Write down every entry below once more, exactly.

Entries from a point annotation set
· · · · · · ·

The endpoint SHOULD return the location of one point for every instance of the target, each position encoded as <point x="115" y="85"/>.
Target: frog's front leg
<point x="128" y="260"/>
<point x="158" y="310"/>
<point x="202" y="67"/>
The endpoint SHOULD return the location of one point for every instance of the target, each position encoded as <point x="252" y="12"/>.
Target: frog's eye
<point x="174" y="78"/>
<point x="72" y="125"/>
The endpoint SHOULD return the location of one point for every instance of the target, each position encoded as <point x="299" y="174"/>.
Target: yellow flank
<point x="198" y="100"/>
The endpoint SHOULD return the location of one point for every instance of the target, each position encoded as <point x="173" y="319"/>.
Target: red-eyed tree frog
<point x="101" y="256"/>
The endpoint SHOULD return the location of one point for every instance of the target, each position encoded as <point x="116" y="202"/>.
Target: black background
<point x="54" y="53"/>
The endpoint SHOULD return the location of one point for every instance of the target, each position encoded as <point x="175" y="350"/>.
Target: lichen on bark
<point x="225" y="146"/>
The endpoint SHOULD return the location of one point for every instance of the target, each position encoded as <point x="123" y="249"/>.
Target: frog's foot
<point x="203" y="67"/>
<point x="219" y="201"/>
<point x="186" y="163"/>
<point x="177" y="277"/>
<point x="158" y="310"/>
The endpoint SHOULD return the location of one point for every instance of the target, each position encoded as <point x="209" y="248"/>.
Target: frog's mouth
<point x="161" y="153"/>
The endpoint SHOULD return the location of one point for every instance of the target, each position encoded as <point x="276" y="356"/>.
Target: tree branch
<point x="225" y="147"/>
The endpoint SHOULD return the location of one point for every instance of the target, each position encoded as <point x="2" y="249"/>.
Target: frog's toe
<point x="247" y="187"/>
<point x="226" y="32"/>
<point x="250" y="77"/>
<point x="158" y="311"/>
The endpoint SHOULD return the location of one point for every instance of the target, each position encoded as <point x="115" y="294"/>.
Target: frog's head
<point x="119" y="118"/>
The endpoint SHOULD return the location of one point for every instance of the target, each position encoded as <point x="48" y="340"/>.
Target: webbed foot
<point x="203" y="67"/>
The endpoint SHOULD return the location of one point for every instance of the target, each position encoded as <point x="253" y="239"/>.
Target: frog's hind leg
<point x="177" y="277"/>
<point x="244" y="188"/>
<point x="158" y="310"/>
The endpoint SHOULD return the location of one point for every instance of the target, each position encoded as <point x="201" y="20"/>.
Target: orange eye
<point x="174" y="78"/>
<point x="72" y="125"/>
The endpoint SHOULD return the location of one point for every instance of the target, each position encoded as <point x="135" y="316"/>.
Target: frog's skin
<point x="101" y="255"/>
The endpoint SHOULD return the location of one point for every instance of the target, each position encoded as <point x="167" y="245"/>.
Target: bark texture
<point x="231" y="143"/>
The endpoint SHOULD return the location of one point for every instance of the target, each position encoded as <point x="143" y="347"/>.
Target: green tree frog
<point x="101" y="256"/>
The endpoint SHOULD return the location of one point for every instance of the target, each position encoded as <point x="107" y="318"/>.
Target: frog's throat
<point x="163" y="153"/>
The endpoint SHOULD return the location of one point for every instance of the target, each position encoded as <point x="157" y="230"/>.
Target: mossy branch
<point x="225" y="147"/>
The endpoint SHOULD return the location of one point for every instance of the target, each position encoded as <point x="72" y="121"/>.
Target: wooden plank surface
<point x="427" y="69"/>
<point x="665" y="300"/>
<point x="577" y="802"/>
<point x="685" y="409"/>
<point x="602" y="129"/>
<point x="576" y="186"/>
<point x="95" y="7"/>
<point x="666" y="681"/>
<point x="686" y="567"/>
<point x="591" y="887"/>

· · · · · · ·

— Written response —
The endpoint SHOULD return the location of one point for every instance of the target, each position encoded as <point x="115" y="85"/>.
Target: frog's front leg
<point x="128" y="260"/>
<point x="158" y="310"/>
<point x="202" y="67"/>
The endpoint SHOULD return the location of one point for every instance of the target, each position encoded as <point x="252" y="12"/>.
Target: frog's eye
<point x="174" y="78"/>
<point x="72" y="125"/>
The endpoint SHOULD return the location of one point for every instance of the target, each position encoded as <point x="299" y="174"/>.
Target: yellow flank
<point x="198" y="100"/>
The endpoint SHOULD return the location of one point for every instance of the target, each position encoded as <point x="173" y="319"/>.
Target: red-eyed tree frog
<point x="101" y="256"/>
The endpoint SHOULD return the location of one point for every instance of the target, each position encoded as <point x="116" y="202"/>.
Target: black background
<point x="54" y="53"/>
The endpoint SHOULD return the location of one point for every instance of the target, each position encoded as <point x="175" y="350"/>.
Target: lichen on bark
<point x="225" y="146"/>
The endpoint SHOULD return the location of one point for every instance of the target, each position encoded as <point x="123" y="249"/>.
Target: frog's foot
<point x="203" y="67"/>
<point x="219" y="201"/>
<point x="186" y="163"/>
<point x="177" y="277"/>
<point x="158" y="310"/>
The endpoint SHOULD return the location of one point for every instance of the target, each position encoded as <point x="209" y="248"/>.
Target: frog's mouth
<point x="161" y="153"/>
The endpoint SHOULD return the location of one point for every instance of the target, each position encoded as <point x="276" y="356"/>.
Target: tree branch
<point x="225" y="147"/>
The endpoint SHOULD return the location of one point for every instance of the target, each position encoded as <point x="2" y="249"/>.
Target: frog's toe
<point x="247" y="187"/>
<point x="226" y="32"/>
<point x="250" y="77"/>
<point x="158" y="311"/>
The endpoint SHOULD return the location of one point for every instance of the target, each position encoded as <point x="115" y="294"/>.
Target: frog's head
<point x="119" y="118"/>
The endpoint SHOULD return the location of one point for every instance of the target, each position encoded as <point x="48" y="340"/>.
Target: webbed foot
<point x="203" y="67"/>
The endpoint SHOULD return the location of one point for every instance of the target, each position encoded as <point x="253" y="239"/>.
Target: frog's hind leg
<point x="177" y="277"/>
<point x="244" y="188"/>
<point x="158" y="310"/>
The endpoint SHOULD return the location of one point for every instance of the target, each position encoded as <point x="201" y="20"/>.
Target: orange eye
<point x="174" y="78"/>
<point x="72" y="125"/>
The endpoint SHOULD return the location of one point for every instance of the target, each position encoded as <point x="135" y="316"/>.
Target: frog's skin
<point x="101" y="255"/>
The endpoint SHOULD return the location of one point for every instance of the target, each position encoded as <point x="167" y="245"/>.
Target: bark texture
<point x="231" y="143"/>
The endpoint SHOULD return the location of one point for every instance of the target, each position encoded as <point x="143" y="347"/>.
Target: green tree frog
<point x="101" y="256"/>
The endpoint SHOULD return the location of one point for every instance of the target, each position encoded as <point x="107" y="318"/>.
Target: frog's throat
<point x="163" y="153"/>
The endpoint SHOULD return the location of one point for every instance of the target, each position encoded as <point x="157" y="230"/>.
Target: mossy branch
<point x="225" y="147"/>
The endpoint SHOULD return the location of one point for every instance of the target, each position encoded as <point x="72" y="121"/>.
Target: wooden plank surface
<point x="427" y="69"/>
<point x="665" y="300"/>
<point x="577" y="802"/>
<point x="685" y="409"/>
<point x="602" y="129"/>
<point x="576" y="186"/>
<point x="95" y="7"/>
<point x="666" y="681"/>
<point x="686" y="567"/>
<point x="591" y="887"/>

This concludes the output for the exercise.